▸ **Exercise goal**
Rewrite the records below from the line containing "Return one point per instance of the woman's hand" through the end of the records, changing every "instance" to "occurrence" and leaving everything else unchanged.

▸ **Entries**
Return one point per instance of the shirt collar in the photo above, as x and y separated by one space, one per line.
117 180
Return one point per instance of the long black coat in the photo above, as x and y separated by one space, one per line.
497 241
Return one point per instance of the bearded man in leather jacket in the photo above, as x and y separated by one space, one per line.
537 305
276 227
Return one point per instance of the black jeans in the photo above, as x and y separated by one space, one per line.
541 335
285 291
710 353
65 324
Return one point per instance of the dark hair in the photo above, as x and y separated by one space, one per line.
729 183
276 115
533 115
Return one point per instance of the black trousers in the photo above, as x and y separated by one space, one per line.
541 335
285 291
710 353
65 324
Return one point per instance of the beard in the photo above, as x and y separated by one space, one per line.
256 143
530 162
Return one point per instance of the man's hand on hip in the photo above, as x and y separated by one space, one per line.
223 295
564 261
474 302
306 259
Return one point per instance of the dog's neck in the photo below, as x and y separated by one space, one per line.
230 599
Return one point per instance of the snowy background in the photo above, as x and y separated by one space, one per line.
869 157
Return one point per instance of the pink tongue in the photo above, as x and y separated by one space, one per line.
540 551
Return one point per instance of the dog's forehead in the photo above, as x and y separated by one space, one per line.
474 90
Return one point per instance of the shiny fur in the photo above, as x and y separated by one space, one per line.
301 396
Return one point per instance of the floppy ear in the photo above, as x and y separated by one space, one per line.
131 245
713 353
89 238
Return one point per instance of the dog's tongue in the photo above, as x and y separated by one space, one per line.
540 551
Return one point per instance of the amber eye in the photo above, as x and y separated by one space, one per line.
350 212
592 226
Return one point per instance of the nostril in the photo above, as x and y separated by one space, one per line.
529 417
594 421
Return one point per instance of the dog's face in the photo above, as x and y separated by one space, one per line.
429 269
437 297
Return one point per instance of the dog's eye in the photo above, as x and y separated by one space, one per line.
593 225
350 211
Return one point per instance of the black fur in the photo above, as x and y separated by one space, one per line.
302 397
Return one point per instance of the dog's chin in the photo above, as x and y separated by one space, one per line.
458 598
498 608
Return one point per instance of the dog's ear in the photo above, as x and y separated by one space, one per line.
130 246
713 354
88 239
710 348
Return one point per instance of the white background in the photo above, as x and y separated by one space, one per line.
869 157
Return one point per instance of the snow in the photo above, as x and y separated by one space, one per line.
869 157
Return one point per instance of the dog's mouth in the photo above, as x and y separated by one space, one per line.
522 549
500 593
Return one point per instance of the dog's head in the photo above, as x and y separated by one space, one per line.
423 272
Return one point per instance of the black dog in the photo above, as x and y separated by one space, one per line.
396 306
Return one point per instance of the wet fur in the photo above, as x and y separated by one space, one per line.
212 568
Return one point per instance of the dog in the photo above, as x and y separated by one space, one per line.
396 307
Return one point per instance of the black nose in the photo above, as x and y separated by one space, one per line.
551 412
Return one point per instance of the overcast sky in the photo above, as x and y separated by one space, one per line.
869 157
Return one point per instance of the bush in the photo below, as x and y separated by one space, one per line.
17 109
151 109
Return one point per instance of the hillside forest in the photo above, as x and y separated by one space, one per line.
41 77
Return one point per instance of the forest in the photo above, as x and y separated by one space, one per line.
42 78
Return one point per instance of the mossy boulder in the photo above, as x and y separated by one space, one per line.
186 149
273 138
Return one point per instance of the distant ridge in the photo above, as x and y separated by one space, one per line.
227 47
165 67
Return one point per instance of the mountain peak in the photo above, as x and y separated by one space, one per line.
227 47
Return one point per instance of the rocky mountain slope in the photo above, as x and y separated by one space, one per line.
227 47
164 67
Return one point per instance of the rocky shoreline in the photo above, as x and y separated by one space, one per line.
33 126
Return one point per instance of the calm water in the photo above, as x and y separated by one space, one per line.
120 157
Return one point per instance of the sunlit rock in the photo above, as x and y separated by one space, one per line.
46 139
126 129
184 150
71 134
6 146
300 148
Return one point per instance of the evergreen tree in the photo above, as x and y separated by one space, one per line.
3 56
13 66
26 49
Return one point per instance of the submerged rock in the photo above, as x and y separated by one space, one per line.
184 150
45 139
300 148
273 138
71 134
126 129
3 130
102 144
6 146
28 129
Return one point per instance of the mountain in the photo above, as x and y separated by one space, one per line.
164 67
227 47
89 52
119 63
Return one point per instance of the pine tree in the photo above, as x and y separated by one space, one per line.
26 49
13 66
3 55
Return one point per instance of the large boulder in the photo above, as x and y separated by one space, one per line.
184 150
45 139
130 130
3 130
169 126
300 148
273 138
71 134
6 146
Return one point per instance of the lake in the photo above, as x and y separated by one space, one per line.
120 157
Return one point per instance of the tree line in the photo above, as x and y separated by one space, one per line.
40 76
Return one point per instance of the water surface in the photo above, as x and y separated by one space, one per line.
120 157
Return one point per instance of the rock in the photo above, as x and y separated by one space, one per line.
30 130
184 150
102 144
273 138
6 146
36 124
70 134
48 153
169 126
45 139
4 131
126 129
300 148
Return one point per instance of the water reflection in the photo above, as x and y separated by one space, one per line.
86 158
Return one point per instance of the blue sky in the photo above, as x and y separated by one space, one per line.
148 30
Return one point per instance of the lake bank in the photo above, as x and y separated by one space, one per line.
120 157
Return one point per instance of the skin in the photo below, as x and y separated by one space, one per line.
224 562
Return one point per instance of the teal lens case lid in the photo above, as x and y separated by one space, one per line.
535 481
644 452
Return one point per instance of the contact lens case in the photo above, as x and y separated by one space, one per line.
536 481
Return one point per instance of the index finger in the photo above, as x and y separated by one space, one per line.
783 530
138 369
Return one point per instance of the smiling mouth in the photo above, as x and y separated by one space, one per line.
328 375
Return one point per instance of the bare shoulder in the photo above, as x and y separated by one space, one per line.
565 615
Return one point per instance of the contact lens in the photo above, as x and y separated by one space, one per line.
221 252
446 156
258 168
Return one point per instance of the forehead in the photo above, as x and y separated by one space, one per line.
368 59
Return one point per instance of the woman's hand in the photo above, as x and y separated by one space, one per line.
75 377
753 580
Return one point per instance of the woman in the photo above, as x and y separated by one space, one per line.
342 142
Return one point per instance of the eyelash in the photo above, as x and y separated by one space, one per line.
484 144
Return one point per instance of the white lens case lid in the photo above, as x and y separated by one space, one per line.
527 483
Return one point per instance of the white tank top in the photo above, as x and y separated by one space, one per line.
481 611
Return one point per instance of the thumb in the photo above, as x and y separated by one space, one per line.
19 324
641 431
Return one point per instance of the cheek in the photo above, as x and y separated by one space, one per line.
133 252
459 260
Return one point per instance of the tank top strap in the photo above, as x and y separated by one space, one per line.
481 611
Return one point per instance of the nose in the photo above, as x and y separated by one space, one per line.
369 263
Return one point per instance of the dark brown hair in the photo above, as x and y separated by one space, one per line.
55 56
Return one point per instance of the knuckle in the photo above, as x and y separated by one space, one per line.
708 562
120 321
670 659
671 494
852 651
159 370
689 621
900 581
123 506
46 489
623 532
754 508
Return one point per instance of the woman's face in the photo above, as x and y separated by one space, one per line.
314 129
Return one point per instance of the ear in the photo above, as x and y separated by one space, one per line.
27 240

▸ **Problem solution**
Return one point per occurrence of the woman's hand in the photo above, as x and y separated by one space, one per line.
75 377
753 580
Return one point per occurrence of the woman in the photo above, as x and y separated by one space, one per line.
342 142
Return one point per occurrence of the eyelash in the photo above, as x and y separated by one space, one per line.
484 144
Return one point per occurrence of the white lens case lid in the photo above, as x and y separated by one space, one per line.
527 483
Return one point per occurrence of the white tank top in the photo above, as x and y separated by one space, one per line.
481 611
Return one point per occurrence of the thumb in the photo above, as x and y separated by one space, one per line.
19 324
641 431
Return one point per occurrence of the cheek in the photo above, as x and y separated by one space, one per line.
133 252
459 260
Return one point per occurrence of the tank top strap in the photo above, as x and y separated by one space, one per line.
481 611
Return one point per occurrence of the nose in the photo above, as x and y separated by one space, one per line.
369 263
Return one point per occurrence of the dark brown hair in the photo above, as x and y separated by one space, one per line.
55 56
Return one point per occurrence of the knuckle in the photo above, as x and y separated by one space, one per line.
708 562
120 321
670 659
671 494
852 651
159 370
689 621
900 581
123 506
46 489
623 532
754 508
Return one point per occurrence of the woman's face in the photo above, as x and y separated by one space, one per line.
314 129
Return one point per occurrence of the ear in the photo above, as x and y separated by one space, one per line.
27 240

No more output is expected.